* _WRITTEN EXERCISE_
Write out all the material exactly. Leave nothing out.

----- LISTED ENTRIES -----

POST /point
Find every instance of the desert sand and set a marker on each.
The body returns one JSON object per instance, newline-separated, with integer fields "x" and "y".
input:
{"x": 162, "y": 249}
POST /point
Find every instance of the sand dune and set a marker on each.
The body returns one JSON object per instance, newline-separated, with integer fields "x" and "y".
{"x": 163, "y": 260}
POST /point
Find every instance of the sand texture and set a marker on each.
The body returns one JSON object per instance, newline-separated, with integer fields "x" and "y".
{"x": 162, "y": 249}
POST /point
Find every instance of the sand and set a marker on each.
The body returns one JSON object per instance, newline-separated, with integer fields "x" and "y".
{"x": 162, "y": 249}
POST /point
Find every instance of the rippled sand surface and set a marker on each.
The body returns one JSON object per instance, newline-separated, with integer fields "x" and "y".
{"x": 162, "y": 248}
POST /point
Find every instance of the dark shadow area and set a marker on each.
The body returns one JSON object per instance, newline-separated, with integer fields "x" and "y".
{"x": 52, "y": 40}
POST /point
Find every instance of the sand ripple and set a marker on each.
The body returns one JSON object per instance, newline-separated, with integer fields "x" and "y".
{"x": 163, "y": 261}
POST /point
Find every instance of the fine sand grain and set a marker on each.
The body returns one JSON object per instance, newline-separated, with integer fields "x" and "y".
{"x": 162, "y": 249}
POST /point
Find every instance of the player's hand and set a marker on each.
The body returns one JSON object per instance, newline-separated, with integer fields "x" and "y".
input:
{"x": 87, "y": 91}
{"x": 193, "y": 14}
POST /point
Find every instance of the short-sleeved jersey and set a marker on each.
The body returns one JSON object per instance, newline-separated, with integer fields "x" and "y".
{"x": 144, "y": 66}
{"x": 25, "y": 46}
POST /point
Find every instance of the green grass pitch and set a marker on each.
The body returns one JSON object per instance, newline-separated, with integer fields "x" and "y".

-----

* _EXERCISE ANSWER_
POST /point
Find every instance of the desert sand and set a marker on each.
The body returns one JSON object per instance, newline-separated, with integer fields "x" and "y".
input:
{"x": 162, "y": 249}
POST /point
Find every instance of the sand dune and set a marker on each.
The body returns one JSON object per instance, newline-separated, with integer fields "x" and "y".
{"x": 163, "y": 260}
POST /point
Find every instance of the sand texture and set a marker on each.
The body returns one JSON object per instance, newline-separated, with integer fields "x" and "y".
{"x": 162, "y": 249}
POST /point
Find every instance of the sand and set a marker on each.
The body returns one JSON object per instance, newline-separated, with integer fields "x" and "y".
{"x": 162, "y": 249}
POST /point
Find every instance of the rippled sand surface and set a marker on each.
The body returns one JSON object per instance, newline-separated, with integer fields "x" and "y".
{"x": 162, "y": 248}
POST /point
Find every instance of the dark shadow area and set a marker on each.
The body returns one JSON object per instance, newline-separated, with integer fields "x" and "y".
{"x": 52, "y": 40}
POST /point
Find every instance of the sand ripple and set a marker on each.
The body returns one JSON object per instance, newline-separated, with integer fields "x" and "y".
{"x": 163, "y": 261}
POST /point
Find every instance of the fine sand grain and set a marker on each.
The body returns one JSON object per instance, newline-separated, with integer fields "x" and "y".
{"x": 162, "y": 249}
POST /point
Find every instance of the player's hand and set a marker on each.
The body returns one JSON object per instance, newline-separated, with integer fields "x" and "y".
input:
{"x": 87, "y": 91}
{"x": 193, "y": 14}
POST /point
Find every instance of the short-sleeved jersey and set a marker on each.
The body returns one JSON object per instance, newline-separated, with integer fields "x" and "y".
{"x": 144, "y": 66}
{"x": 25, "y": 46}
POST /point
Find every instance of the green grass pitch and set a marker on each.
The body returns one JSON object per instance, newline-separated, with integer fields "x" and "y".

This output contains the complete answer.